What is being asked:
Pictures do not belong in the output. Reproduce exactly the lines from the start of the records through the line with "drop a dot on the tree trunk".

Records from a collection
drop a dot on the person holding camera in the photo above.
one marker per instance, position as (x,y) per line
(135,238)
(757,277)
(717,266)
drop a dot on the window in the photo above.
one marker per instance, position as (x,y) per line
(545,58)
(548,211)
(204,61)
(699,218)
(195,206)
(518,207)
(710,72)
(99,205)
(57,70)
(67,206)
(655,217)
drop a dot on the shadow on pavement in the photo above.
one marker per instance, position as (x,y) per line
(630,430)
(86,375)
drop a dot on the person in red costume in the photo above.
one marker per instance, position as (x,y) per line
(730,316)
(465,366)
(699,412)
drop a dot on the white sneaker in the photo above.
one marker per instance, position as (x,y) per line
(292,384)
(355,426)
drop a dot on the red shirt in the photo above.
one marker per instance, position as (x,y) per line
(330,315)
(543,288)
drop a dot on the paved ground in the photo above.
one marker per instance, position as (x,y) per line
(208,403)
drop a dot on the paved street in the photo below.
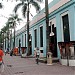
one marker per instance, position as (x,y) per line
(16,65)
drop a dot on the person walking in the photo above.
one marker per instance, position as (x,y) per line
(1,61)
(37,55)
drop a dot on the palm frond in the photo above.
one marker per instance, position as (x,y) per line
(36,5)
(17,6)
(24,8)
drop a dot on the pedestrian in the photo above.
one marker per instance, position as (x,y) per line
(11,52)
(1,61)
(5,51)
(37,55)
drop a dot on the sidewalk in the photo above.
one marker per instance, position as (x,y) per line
(16,65)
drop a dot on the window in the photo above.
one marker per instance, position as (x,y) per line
(35,36)
(66,28)
(41,36)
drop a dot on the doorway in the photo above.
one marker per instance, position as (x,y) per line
(53,41)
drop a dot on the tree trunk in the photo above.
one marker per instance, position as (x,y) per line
(28,30)
(47,27)
(14,36)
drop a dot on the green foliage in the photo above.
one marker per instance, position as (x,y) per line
(25,4)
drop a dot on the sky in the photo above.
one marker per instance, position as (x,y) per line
(8,9)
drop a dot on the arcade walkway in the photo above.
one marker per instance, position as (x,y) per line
(16,65)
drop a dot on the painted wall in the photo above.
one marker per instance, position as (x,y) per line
(38,20)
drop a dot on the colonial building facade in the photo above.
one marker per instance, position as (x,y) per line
(61,23)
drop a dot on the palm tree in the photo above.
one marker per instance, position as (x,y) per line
(25,11)
(12,21)
(1,5)
(47,26)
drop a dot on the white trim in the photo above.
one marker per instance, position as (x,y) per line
(63,14)
(55,7)
(53,21)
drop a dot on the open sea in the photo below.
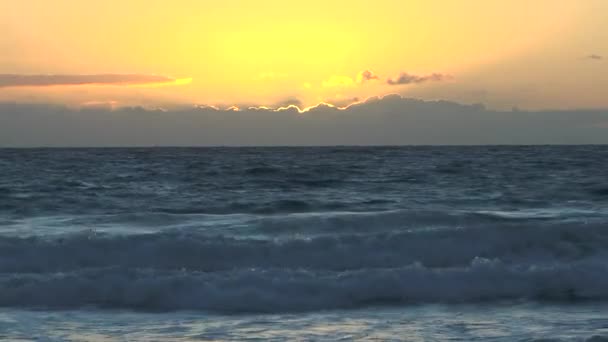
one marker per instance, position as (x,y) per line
(483,243)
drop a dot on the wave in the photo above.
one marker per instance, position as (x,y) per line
(194,250)
(282,290)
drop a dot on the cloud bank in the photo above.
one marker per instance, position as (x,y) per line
(595,57)
(391,120)
(16,80)
(405,78)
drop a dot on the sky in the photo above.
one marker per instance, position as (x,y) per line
(542,55)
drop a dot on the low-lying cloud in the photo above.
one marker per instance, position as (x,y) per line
(16,80)
(366,75)
(391,120)
(595,57)
(405,78)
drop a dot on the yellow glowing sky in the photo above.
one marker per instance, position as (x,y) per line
(504,53)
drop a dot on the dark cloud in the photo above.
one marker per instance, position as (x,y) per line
(405,78)
(14,80)
(365,76)
(291,101)
(391,120)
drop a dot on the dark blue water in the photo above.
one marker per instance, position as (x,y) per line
(303,230)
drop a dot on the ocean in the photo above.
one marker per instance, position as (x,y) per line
(421,243)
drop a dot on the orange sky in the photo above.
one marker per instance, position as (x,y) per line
(532,54)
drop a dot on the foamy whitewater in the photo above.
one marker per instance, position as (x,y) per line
(351,243)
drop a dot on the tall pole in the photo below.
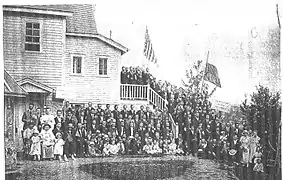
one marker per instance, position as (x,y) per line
(204,71)
(278,16)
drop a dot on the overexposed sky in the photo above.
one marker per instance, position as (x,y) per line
(183,31)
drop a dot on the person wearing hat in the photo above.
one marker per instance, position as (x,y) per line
(59,146)
(28,115)
(48,139)
(35,146)
(70,142)
(27,134)
(48,118)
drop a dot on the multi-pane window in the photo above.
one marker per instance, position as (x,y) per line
(77,64)
(102,66)
(32,38)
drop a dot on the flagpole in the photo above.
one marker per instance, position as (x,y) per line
(204,71)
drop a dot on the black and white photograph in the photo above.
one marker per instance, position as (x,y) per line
(141,90)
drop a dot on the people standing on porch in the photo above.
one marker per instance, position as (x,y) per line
(48,118)
(59,118)
(87,115)
(28,116)
(27,134)
(66,108)
(48,139)
(38,115)
(70,142)
(59,147)
(36,145)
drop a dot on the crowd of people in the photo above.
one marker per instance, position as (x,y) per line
(139,76)
(91,132)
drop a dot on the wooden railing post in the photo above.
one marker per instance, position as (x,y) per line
(148,93)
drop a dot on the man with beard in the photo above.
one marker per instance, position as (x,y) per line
(123,76)
(87,116)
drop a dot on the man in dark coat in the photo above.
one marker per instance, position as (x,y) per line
(87,116)
(123,76)
(28,116)
(70,142)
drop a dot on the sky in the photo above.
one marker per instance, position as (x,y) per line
(184,31)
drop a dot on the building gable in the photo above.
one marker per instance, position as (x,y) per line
(30,85)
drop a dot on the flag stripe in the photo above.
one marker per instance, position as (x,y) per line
(148,49)
(211,75)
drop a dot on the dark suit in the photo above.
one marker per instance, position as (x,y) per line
(27,118)
(70,142)
(124,113)
(236,145)
(130,131)
(87,117)
(81,144)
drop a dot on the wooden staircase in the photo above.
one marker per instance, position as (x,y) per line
(145,95)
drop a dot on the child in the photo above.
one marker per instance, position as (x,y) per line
(165,147)
(121,147)
(27,134)
(202,148)
(156,149)
(92,149)
(106,149)
(35,146)
(59,146)
(113,149)
(258,165)
(172,147)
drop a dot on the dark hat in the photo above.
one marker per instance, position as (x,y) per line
(46,125)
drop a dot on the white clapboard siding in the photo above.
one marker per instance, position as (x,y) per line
(44,66)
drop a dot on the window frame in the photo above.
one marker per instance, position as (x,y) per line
(25,35)
(107,65)
(82,64)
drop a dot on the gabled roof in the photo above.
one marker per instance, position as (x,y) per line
(80,23)
(11,88)
(82,20)
(36,85)
(106,40)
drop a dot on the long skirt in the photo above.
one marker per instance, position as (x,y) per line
(47,151)
(252,151)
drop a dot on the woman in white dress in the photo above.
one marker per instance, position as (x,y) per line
(48,119)
(254,141)
(245,142)
(59,146)
(35,146)
(48,139)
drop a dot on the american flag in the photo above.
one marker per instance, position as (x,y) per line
(211,74)
(148,49)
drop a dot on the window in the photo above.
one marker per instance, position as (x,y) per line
(102,66)
(77,64)
(32,37)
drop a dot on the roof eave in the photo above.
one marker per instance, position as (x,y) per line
(33,10)
(111,42)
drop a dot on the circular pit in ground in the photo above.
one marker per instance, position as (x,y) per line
(138,170)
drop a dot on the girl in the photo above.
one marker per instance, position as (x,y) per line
(27,134)
(254,141)
(59,146)
(114,149)
(202,148)
(245,140)
(106,149)
(92,149)
(47,142)
(156,149)
(165,147)
(172,147)
(35,146)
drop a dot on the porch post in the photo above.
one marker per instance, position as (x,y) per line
(148,93)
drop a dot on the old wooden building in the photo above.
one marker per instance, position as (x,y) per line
(55,53)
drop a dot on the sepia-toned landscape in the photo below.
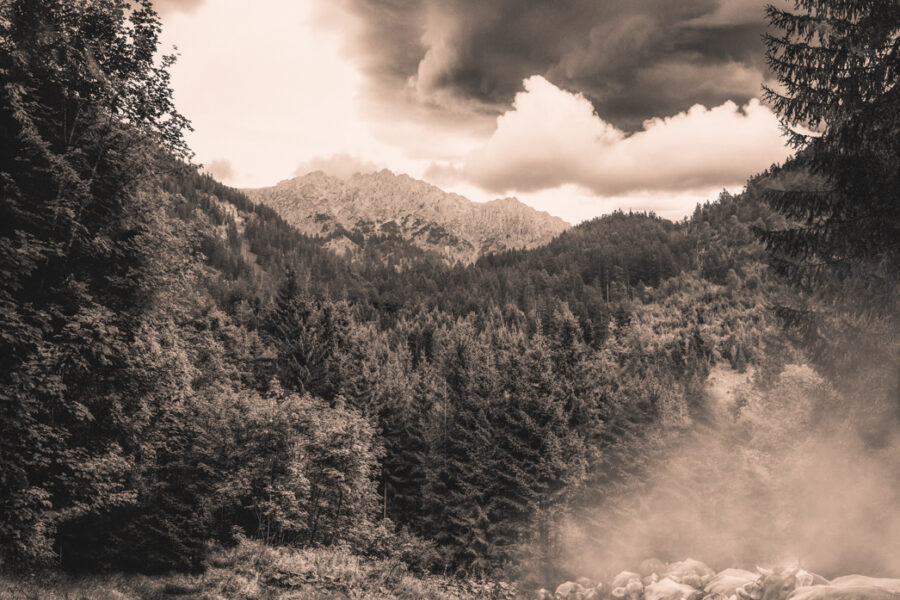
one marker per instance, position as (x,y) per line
(373,299)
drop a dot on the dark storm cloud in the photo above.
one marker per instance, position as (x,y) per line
(634,59)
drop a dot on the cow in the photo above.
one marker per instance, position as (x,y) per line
(596,593)
(627,584)
(689,572)
(570,590)
(651,566)
(727,582)
(864,581)
(777,584)
(839,592)
(669,589)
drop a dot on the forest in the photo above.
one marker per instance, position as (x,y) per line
(180,368)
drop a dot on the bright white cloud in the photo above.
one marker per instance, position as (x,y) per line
(551,138)
(267,88)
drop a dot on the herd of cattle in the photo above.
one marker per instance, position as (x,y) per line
(692,580)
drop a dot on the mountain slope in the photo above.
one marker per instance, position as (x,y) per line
(385,204)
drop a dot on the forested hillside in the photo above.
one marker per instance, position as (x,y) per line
(181,367)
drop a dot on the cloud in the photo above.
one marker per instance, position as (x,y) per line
(342,166)
(170,6)
(469,56)
(221,169)
(552,137)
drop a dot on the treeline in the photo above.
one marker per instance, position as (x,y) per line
(177,365)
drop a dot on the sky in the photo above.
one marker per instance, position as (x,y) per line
(576,107)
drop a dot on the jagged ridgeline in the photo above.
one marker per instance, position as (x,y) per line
(377,366)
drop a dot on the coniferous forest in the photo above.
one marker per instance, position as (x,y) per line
(181,370)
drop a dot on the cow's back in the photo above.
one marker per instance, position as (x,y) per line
(865,581)
(836,592)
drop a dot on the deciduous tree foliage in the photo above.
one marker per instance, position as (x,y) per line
(84,113)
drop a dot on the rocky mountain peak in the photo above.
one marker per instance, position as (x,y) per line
(387,204)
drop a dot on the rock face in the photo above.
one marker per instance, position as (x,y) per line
(386,204)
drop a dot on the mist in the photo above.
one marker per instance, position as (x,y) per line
(785,470)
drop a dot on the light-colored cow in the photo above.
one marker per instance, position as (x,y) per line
(669,589)
(727,582)
(839,592)
(864,581)
(627,584)
(689,572)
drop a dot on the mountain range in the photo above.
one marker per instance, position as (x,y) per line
(366,205)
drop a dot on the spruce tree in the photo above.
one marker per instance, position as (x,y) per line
(837,66)
(86,114)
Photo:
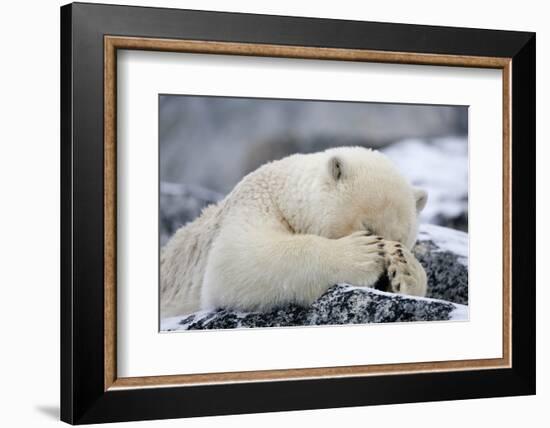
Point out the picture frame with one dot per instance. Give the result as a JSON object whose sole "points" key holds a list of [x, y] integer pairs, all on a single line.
{"points": [[91, 35]]}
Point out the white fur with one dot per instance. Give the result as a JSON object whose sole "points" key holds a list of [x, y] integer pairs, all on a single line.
{"points": [[291, 229]]}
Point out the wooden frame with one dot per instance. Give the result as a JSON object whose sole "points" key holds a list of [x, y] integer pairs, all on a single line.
{"points": [[513, 53]]}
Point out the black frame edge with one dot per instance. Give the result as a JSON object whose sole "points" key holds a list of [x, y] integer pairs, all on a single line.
{"points": [[66, 130], [524, 213]]}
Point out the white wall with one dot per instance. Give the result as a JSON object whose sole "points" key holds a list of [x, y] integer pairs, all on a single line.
{"points": [[29, 242]]}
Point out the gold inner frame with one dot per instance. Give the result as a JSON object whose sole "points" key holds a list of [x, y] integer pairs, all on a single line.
{"points": [[112, 43]]}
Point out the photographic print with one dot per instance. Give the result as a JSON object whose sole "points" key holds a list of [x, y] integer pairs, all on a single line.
{"points": [[285, 212]]}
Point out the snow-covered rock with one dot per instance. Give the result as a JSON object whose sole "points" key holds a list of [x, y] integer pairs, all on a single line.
{"points": [[444, 254]]}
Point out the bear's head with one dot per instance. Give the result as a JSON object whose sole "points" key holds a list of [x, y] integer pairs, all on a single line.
{"points": [[347, 189]]}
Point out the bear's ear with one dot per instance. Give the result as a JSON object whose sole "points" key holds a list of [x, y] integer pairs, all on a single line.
{"points": [[420, 197], [335, 168]]}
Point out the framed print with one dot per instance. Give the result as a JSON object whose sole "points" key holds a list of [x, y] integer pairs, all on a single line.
{"points": [[266, 213]]}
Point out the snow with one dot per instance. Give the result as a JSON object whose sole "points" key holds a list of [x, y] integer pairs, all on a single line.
{"points": [[453, 241], [440, 166], [460, 313]]}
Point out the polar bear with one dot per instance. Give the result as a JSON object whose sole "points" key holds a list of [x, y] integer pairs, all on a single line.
{"points": [[293, 228]]}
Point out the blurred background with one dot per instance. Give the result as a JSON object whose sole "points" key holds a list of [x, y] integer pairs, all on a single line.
{"points": [[207, 144]]}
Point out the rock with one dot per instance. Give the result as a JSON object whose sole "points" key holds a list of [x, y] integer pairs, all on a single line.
{"points": [[341, 304], [443, 253]]}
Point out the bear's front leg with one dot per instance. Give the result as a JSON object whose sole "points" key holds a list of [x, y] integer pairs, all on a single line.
{"points": [[405, 273], [254, 269]]}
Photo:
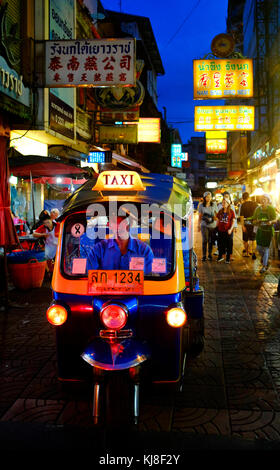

Output for this exercise:
drop a dot on the person holding camera in the photo above.
one marker per instance, position as (x,y) per line
(135,238)
(757,277)
(717,266)
drop a dot on the window in the photo above.
one marker per instance, position as (x,y) per line
(545,58)
(548,211)
(204,61)
(699,218)
(195,206)
(518,207)
(710,72)
(99,205)
(57,70)
(67,206)
(655,217)
drop a dot on the shadow on pavement in the photo above.
one marker per instance, position as (x,y) per line
(630,430)
(86,375)
drop a dot on the person in red costume in the photo above.
one marker per instance, position as (x,y) per line
(730,316)
(465,366)
(699,412)
drop a dot on the white sneaker in the photo above.
one marker per instance, position as (x,y) per line
(292,384)
(355,426)
drop a dot on the red shirt in the photo above.
one marker per instance, position as (x,y) per line
(330,315)
(543,288)
drop a dot on the paved ground in the photo above.
one marker per instance, position as (x,y) per line
(208,403)
drop a dot on the paved street in the photo below.
one marker per instance, position as (x,y) per line
(16,65)
drop a dot on the person walking in the photo above.
one marker per instance, position as (x,y) per line
(1,61)
(37,55)
drop a dot on the palm frond in the photo above.
one marker per instance, position as (x,y) per line
(36,5)
(17,6)
(24,8)
drop a dot on the pedestrian in the photo above.
one marker per instance, position as (x,y) per line
(11,52)
(1,61)
(5,51)
(37,55)
drop a dot on the sidewalk in the photo above.
one marker per instance, position as (x,y) per line
(16,65)
drop a dot on the window in the photo above.
one marker per instance, position as (x,y) per line
(35,36)
(66,28)
(41,36)
drop a dot on the doorway in the photo above.
one marker per instance, position as (x,y) per line
(53,41)
drop a dot on the tree trunk in the photo above.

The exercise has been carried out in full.